__READING PASSAGE__
────────────────

I think the important topic to discuss is about the merit of Apple's approach. To refresh, it has been observed that the display controller on M-series chips occupies a significant amount of space — the two display controllers on M1 die are similar in size to the P-CPU cluster.
Two? The die floorplan labeling in the first post is of the M1 Pro; not the M1. The Pro/Max have two, but are also substantively bigger dies. The M1 also has fewer Thunderbolt (TB) controllers. Can't really increase the TB controllers without increasing the Display controllers (and still try to hit TB4/TB3 certification requirements. ). Four TB soak up substantive die space also. But having them integrated saves a substantive amount of power.
Second, it two Display controller complexes are approximately as bing as one (of the two) P core clusters. Not bigger than the two P core clusters. if you round up just the P cores without L2, the DisExts are close to just the P cores. Throw in the P2 core L2 cache and it isn't that close if compare two to two. That was a bit of Apples to Oranges comparison. The Display cores with substantive framebuffer working space RAM and the P cores with registers and L1 cache. Yeah substantive RAM capacities takes up more space on the die.
The cache replacement policy for the Display Controllers is going to be largely different from the GPUs and CPUs (and NPUs). So there are several upsides to given it is own working space if that would partially trash the shared L3 case of the CPU and GPU (both line replacements policy mismatches and bus congestion to/from the L3 ) ... those could have to take a performance hit. ( similar coupled resourced issues when the Display controller runs hotter and there is thermal bleed over into the other function units. More P cores that run into a thermal limit is helpful how on general workloads? )
One of the issues Apple is juggling here is there they are more than a few relatively 'hungry' bandwidth consumers sharing the same stuff. GPU want lots. CPU when fired up on high multiple threads want lots. Video decoders are shipping lots of output around on the internal bus. NPU are bursting on computations. The display controllers have higher latency tolerances to meet service level requirements, etc. They all have to share and also not share as appropriate.
This of course explains the lack of additional display support — die space cones at high cost after all. And these display controllers are truly high-end devices capable of very efficient operation due to their own large RAM buffers as well as 6K resolution support.
It is also likely the DispEXT allocation is also coupled to the TB controller allocation. So where the TB port count is low then the display count is going to go lower in lock step.
Folks get caught up in the P core counts. If Apple is trying to build a System on a Chip then need to have more than maximum P core count. If there is primarily just P cores on the die, then it isn't much of a 'System' ( well rounded , completed package).
Still, one can argue whether it's a good use of die space. Is an ultra-efficient display controller really necessary with external displays for example. Maybe it would make sense to have asymmetric display controllers — a "fancy" large one for the internal display (for excellent battery life) and multiple smaller ones for the external displays. These smaller controllers could for example use smaller internal memory buffers and operate less efficiently, but one could fit more of them on the same die.

────────────────

__EXTRACTED ENTRIES__
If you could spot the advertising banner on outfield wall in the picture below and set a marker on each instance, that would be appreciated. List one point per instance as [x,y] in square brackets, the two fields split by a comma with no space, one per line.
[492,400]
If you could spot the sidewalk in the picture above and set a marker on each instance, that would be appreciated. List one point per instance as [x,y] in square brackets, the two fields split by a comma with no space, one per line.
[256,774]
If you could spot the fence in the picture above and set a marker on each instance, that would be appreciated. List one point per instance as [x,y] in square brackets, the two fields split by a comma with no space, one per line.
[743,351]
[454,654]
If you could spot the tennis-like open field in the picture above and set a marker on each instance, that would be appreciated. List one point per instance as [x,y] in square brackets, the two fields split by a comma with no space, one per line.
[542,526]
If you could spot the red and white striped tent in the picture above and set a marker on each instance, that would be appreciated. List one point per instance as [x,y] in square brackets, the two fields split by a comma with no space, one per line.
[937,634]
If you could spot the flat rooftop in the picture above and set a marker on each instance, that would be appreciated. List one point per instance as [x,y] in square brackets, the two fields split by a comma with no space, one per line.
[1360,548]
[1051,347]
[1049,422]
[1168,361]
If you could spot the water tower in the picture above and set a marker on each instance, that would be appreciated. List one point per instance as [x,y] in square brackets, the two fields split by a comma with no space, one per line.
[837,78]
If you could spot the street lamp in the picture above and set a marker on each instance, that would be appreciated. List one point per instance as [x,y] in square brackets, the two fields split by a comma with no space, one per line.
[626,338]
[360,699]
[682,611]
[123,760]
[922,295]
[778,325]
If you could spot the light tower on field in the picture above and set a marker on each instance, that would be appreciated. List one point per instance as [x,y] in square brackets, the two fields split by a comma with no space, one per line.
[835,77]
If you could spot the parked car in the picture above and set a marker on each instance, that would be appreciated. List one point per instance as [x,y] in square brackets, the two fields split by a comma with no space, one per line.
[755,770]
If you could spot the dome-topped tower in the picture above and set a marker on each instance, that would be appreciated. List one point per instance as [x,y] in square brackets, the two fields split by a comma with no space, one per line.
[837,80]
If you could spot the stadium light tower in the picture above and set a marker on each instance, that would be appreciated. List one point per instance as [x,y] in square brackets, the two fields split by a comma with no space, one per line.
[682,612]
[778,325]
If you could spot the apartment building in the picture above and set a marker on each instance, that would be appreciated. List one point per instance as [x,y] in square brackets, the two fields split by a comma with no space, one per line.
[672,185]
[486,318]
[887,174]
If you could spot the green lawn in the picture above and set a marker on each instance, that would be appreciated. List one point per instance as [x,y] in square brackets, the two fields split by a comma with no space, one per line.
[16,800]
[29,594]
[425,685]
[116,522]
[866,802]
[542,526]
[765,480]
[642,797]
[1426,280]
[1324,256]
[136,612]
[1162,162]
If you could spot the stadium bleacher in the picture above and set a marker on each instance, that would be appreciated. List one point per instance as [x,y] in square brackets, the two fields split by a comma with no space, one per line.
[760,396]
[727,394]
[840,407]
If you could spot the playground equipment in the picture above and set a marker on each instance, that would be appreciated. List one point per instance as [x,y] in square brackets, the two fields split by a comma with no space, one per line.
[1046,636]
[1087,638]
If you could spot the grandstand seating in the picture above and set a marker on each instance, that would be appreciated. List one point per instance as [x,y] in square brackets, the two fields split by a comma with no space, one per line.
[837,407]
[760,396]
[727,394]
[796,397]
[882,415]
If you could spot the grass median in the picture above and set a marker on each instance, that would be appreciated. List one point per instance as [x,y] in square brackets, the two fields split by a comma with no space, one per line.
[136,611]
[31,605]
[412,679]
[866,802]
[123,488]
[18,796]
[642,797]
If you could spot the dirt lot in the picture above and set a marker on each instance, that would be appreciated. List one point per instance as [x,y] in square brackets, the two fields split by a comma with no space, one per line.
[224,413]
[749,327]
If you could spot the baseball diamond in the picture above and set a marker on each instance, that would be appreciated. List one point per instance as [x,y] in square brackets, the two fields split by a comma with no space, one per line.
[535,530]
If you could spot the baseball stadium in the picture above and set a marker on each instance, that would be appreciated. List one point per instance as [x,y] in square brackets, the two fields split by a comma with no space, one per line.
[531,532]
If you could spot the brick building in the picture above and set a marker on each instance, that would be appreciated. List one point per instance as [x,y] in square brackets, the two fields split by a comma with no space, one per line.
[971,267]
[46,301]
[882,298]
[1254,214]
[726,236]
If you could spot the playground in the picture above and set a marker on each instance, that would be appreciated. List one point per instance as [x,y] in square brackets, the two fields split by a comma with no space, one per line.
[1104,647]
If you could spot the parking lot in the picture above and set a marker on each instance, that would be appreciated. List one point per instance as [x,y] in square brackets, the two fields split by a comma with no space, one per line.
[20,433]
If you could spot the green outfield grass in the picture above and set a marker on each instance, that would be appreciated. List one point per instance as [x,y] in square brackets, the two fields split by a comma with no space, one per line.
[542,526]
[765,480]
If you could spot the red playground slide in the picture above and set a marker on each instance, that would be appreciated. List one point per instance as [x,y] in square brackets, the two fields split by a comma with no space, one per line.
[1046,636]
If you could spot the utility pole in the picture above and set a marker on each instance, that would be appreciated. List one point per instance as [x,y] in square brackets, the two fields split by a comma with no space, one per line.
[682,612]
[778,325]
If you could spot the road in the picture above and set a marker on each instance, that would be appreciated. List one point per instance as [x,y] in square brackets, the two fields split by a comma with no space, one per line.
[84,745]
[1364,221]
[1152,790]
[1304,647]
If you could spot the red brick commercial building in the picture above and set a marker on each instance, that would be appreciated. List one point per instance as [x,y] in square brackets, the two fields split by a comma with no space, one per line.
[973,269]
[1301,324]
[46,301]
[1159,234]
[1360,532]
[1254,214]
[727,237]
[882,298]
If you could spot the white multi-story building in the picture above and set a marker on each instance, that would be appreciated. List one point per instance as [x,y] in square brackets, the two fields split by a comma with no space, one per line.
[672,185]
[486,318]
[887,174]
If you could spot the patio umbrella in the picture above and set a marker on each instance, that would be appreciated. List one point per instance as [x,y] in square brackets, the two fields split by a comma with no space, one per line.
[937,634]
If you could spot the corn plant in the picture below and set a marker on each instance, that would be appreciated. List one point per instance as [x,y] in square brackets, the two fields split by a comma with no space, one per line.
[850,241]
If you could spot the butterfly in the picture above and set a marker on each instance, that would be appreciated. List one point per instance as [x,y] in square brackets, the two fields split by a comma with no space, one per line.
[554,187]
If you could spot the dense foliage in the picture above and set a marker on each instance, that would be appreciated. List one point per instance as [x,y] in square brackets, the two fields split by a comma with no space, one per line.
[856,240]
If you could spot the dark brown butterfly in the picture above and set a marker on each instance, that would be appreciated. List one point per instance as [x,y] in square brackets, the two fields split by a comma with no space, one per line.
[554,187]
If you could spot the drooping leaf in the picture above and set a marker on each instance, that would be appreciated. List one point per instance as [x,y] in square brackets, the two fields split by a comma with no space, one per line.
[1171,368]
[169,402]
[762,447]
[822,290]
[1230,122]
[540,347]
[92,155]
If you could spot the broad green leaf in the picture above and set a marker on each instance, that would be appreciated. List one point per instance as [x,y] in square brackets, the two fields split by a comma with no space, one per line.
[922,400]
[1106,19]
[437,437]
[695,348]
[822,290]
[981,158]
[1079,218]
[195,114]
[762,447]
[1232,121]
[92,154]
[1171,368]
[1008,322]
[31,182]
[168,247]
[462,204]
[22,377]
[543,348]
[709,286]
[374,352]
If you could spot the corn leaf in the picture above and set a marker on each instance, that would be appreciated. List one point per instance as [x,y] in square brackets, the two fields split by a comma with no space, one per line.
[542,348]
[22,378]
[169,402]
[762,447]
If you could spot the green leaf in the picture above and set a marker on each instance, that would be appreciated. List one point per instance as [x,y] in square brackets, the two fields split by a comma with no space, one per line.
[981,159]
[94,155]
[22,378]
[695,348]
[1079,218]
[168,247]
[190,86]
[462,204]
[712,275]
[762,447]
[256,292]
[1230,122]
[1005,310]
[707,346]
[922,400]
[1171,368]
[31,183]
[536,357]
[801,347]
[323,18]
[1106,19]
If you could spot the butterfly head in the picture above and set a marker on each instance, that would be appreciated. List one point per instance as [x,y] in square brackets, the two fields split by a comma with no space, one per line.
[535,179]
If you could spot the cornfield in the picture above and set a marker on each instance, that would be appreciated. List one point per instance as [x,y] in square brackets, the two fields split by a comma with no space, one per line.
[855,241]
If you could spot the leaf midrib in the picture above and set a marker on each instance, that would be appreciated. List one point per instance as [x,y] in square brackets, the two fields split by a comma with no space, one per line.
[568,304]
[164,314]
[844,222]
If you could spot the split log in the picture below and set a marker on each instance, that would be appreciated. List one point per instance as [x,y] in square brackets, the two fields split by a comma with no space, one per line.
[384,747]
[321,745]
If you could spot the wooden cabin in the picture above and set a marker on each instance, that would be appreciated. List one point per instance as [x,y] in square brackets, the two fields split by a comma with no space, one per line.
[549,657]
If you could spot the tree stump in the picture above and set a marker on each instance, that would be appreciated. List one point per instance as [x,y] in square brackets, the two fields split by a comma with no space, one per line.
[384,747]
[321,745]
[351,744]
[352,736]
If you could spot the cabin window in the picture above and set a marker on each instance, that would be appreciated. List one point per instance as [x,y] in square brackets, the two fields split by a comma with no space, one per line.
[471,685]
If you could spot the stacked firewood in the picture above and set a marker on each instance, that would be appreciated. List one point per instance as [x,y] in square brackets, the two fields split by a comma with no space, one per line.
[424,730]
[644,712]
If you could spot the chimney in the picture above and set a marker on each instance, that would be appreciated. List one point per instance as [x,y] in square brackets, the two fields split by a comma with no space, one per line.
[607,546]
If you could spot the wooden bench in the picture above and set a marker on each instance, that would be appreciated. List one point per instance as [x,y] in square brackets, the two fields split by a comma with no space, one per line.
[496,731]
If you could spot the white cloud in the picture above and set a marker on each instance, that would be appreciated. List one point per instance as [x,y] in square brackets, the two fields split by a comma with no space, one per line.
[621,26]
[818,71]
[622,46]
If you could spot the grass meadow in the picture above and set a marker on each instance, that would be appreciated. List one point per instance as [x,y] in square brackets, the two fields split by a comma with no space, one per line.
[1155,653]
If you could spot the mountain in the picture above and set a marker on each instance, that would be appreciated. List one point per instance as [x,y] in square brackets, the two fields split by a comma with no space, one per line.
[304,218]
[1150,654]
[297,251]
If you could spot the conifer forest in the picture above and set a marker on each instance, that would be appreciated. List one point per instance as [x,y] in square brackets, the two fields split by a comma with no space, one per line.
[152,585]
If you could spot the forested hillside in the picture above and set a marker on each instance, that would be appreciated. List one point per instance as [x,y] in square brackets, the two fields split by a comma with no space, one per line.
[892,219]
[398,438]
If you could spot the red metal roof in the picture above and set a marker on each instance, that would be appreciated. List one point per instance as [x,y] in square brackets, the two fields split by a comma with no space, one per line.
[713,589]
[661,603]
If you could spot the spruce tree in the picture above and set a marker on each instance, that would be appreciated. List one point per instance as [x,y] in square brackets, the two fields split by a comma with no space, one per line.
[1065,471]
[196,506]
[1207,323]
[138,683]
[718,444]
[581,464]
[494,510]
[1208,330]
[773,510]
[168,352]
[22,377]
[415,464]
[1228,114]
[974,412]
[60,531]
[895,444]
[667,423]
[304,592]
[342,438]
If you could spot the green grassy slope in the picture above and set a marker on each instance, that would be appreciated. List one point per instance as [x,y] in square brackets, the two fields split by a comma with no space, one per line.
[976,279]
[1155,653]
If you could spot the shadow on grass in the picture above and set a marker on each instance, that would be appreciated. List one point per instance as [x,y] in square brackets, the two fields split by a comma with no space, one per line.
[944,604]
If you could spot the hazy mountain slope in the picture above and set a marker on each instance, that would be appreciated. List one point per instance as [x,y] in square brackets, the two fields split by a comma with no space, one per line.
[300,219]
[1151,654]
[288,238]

────────────────

__WHAT YOU WILL DO__
A: Reproduce the passage from the display controller thread between "Still, one can" and "the same die.", inclusive.
B: How many lines of the entries contain the string "cabin", matching case exactly? Reply with the number alone.

__ANSWERS TO THE EXERCISE__
A:
Still, one can argue whether it's a good use of die space. Is an ultra-efficient display controller really necessary with external displays for example. Maybe it would make sense to have asymmetric display controllers — a "fancy" large one for the internal display (for excellent battery life) and multiple smaller ones for the external displays. These smaller controllers could for example use smaller internal memory buffers and operate less efficiently, but one could fit more of them on the same die.

B: 2